[START OF Source data]
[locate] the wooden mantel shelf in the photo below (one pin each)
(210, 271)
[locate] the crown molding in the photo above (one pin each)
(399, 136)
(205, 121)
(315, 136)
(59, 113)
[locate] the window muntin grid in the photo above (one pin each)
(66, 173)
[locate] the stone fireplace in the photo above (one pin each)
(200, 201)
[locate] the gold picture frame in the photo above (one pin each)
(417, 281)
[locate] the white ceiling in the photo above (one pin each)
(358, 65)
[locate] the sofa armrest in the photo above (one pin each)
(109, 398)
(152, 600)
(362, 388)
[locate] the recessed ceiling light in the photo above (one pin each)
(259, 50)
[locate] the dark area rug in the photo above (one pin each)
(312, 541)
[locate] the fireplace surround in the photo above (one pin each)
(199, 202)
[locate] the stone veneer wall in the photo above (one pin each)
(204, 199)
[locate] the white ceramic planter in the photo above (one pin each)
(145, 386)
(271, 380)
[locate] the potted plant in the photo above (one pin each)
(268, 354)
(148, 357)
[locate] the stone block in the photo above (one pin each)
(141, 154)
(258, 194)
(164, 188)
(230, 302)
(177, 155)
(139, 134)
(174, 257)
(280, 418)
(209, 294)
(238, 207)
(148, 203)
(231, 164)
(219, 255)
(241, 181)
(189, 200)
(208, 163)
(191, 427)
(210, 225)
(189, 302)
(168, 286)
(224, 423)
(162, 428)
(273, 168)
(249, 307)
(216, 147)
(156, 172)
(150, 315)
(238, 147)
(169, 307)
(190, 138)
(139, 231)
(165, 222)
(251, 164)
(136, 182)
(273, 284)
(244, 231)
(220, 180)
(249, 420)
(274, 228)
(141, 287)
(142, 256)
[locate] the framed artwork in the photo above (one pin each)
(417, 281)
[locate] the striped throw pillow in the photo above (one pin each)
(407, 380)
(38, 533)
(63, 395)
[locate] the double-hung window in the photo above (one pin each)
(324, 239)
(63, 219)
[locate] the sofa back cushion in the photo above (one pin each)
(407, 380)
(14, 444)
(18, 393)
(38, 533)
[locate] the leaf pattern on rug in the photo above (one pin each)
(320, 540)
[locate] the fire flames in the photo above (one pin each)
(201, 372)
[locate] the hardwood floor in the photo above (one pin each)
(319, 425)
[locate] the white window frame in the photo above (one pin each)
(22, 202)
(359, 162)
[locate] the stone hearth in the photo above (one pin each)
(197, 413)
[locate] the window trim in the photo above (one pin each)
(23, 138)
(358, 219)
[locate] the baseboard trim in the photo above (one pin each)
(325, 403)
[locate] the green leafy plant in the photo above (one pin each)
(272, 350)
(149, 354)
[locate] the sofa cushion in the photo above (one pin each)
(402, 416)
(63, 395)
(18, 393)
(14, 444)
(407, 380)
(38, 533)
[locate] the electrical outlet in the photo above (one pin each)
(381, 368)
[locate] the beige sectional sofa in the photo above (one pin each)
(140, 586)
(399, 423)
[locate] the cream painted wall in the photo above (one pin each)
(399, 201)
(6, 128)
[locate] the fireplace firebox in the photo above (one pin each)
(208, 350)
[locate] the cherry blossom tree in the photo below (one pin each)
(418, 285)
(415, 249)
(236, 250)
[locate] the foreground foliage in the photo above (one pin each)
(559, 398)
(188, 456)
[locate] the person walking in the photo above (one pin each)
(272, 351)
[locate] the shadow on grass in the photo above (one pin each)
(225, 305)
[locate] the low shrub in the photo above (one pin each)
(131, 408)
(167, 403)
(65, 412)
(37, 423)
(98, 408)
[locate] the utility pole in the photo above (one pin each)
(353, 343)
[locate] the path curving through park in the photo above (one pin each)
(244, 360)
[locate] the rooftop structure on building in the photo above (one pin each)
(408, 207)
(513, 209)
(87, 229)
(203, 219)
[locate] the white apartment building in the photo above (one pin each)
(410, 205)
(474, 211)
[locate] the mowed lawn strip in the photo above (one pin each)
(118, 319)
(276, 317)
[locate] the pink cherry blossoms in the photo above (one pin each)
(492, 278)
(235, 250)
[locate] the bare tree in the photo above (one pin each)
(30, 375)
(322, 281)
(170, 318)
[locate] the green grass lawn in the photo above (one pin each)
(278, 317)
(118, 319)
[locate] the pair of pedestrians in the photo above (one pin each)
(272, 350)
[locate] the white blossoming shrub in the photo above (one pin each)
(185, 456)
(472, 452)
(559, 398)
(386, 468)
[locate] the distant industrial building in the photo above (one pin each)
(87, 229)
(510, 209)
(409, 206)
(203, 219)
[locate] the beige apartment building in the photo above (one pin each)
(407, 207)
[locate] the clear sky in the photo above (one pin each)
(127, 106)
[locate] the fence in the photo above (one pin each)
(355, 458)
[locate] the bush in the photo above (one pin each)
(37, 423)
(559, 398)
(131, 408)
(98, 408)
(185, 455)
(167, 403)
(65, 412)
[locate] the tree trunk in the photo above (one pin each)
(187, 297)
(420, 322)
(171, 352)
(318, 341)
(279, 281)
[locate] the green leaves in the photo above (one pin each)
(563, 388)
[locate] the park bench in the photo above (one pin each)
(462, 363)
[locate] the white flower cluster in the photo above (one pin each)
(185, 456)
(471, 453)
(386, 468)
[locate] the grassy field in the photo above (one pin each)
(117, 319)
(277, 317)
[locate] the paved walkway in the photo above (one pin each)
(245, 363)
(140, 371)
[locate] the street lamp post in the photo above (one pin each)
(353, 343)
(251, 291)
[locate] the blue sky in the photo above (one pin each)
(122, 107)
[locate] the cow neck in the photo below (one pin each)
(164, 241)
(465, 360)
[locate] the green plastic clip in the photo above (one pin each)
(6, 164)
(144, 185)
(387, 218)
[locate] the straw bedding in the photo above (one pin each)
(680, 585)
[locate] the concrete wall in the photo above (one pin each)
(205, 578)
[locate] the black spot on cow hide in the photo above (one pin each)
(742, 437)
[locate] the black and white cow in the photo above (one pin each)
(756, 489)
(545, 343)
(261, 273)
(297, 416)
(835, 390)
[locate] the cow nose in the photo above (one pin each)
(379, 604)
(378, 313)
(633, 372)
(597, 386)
[END OF Source data]
Work to complete
Write out every line of the records above without changing anything.

Answer for the task
[locate] the wooden mantel shelf in the photo below (one pin each)
(210, 271)
[locate] the crown molding in the photo above (one pin each)
(399, 136)
(205, 121)
(315, 136)
(59, 113)
[locate] the window muntin grid in the photo above (one pin each)
(66, 173)
[locate] the stone fireplace in the photo above (one pin each)
(200, 201)
[locate] the gold picture frame in the photo above (one pin each)
(417, 281)
[locate] the white ceiling in the photo above (one pin each)
(358, 65)
[locate] the sofa armrest in the photo above (one pin each)
(109, 398)
(152, 600)
(362, 388)
[locate] the recessed ceiling light in the photo above (one pin each)
(259, 50)
[locate] the dark area rug in the photo above (one pin each)
(312, 541)
[locate] the fireplace surround in the photo above (one pin each)
(199, 202)
[locate] the stone veneer wall in the photo above (one pin each)
(204, 199)
[locate] the white ceramic planter in the photo above (one pin each)
(145, 386)
(271, 380)
[locate] the potted plant in the photo above (one pin each)
(268, 354)
(148, 357)
[locate] the stone block in the photo above (one pin each)
(141, 154)
(258, 194)
(164, 188)
(230, 302)
(177, 155)
(139, 134)
(174, 257)
(280, 418)
(209, 294)
(238, 207)
(148, 203)
(231, 164)
(219, 255)
(241, 181)
(189, 200)
(208, 163)
(191, 427)
(210, 225)
(189, 302)
(168, 286)
(224, 423)
(162, 428)
(273, 168)
(249, 307)
(216, 147)
(156, 172)
(150, 315)
(238, 147)
(169, 307)
(190, 138)
(139, 231)
(165, 222)
(251, 164)
(136, 182)
(273, 284)
(244, 231)
(220, 180)
(249, 420)
(274, 228)
(141, 287)
(142, 256)
[locate] the framed artwork in the photo above (one pin each)
(417, 281)
[locate] the striped throw pillow in the photo above (one pin each)
(407, 380)
(38, 533)
(63, 395)
[locate] the double-hung window in the photo above (one pin each)
(324, 239)
(63, 219)
[locate] the sofa back cushion in the photo above (one pin each)
(407, 380)
(14, 444)
(18, 393)
(38, 533)
[locate] the leaf pattern on rug in the photo above (one pin each)
(320, 540)
[locate] the fire flames in the photo above (one pin each)
(201, 372)
[locate] the hardwood floor in the photo above (one pin each)
(319, 425)
[locate] the white window frame in the photo above (one pin each)
(22, 202)
(359, 162)
[locate] the stone hearth in the photo above (one pin each)
(197, 413)
[locate] the window trim in the photo above (one pin each)
(23, 138)
(358, 219)
[locate] the baseboard trim in the photo above (one pin each)
(325, 403)
[locate] the green leafy plant in the photo above (one pin each)
(272, 350)
(149, 354)
[locate] the sofa cushion in the photo above (one pin each)
(402, 416)
(63, 395)
(18, 393)
(14, 444)
(407, 380)
(38, 533)
[locate] the electrical outlet in the photo above (one pin each)
(381, 368)
[locate] the beige sectional sofa in the photo above (one pin each)
(140, 586)
(399, 423)
[locate] the cream painted wall in the photo above (one pin each)
(399, 201)
(6, 128)
[locate] the fireplace firebox in the photo above (one pin each)
(208, 350)
[locate] the cherry blossom tree in the photo below (one pin each)
(418, 285)
(415, 249)
(236, 250)
[locate] the foreground foliage in the photo above (one pin each)
(559, 398)
(188, 456)
[locate] the person walking in the photo above (one pin each)
(272, 351)
[locate] the shadow on grass in the photo above (one pin each)
(225, 305)
[locate] the low shrub in the photo above (one pin each)
(131, 408)
(167, 403)
(65, 412)
(37, 423)
(98, 408)
[locate] the utility pole in the photo above (one pin each)
(353, 343)
[locate] the path curving through park in the photo above (one pin each)
(244, 360)
[locate] the rooftop structure on building in the photo above (one pin each)
(408, 207)
(513, 209)
(87, 229)
(203, 219)
[locate] the white apartment building in the photo above (one pin each)
(410, 205)
(474, 211)
[locate] the mowed lawn strip in the photo above (one pin each)
(118, 319)
(276, 317)
[locate] the pink cherry blossoms in the photo above (one pin each)
(492, 278)
(235, 250)
[locate] the bare tree in the photo above (one pin each)
(30, 375)
(322, 281)
(170, 318)
[locate] the green grass lawn in the photo above (one pin each)
(278, 317)
(118, 319)
[locate] the pair of pedestrians in the photo above (one pin each)
(272, 350)
[locate] the white blossoming shrub in the photo above (one pin each)
(185, 456)
(472, 452)
(559, 398)
(386, 468)
[locate] the distant industrial building in the photo above (one pin each)
(87, 229)
(510, 209)
(409, 206)
(203, 219)
[locate] the beige apartment building in the photo above (one pin each)
(407, 207)
[locate] the clear sky in the photo above (one pin each)
(127, 106)
[locate] the fence in the photo above (one pin each)
(355, 458)
[locate] the bush in the photo above (one pin each)
(37, 423)
(559, 398)
(131, 408)
(98, 408)
(185, 455)
(167, 403)
(65, 412)
[locate] the tree trunk in the photo above (one pin each)
(187, 297)
(420, 322)
(171, 352)
(318, 341)
(279, 281)
[locate] the green leaves in the photo above (one pin each)
(563, 388)
[locate] the park bench in the photo above (one pin each)
(462, 363)
[locate] the white flower cluster in the photo above (one pin each)
(185, 456)
(471, 453)
(386, 468)
[locate] the grassy field in the photo above (one pin each)
(117, 319)
(277, 317)
[locate] the paved walkway in the photo above (one pin each)
(245, 363)
(140, 371)
[locate] the street lamp post in the photo above (one pin each)
(353, 343)
(251, 291)
[locate] the blue sky in the photo above (one pin each)
(122, 107)
[locate] the cow neck in the photo below (one pin each)
(164, 241)
(465, 360)
[locate] the green plastic clip in the photo above (one pin each)
(6, 164)
(144, 185)
(387, 218)
[locate] the straw bedding in the photo above (one pin each)
(680, 585)
[locate] the concrete wall in the photo above (one pin each)
(205, 578)
[locate] the black spot on cow hide in the photo above (one pin each)
(742, 437)
[locate] the black and white cow in the photo above (one pin each)
(756, 489)
(545, 343)
(261, 273)
(297, 416)
(835, 390)
[locate] the cow nose in the photo above (one pin each)
(379, 604)
(378, 313)
(633, 372)
(597, 386)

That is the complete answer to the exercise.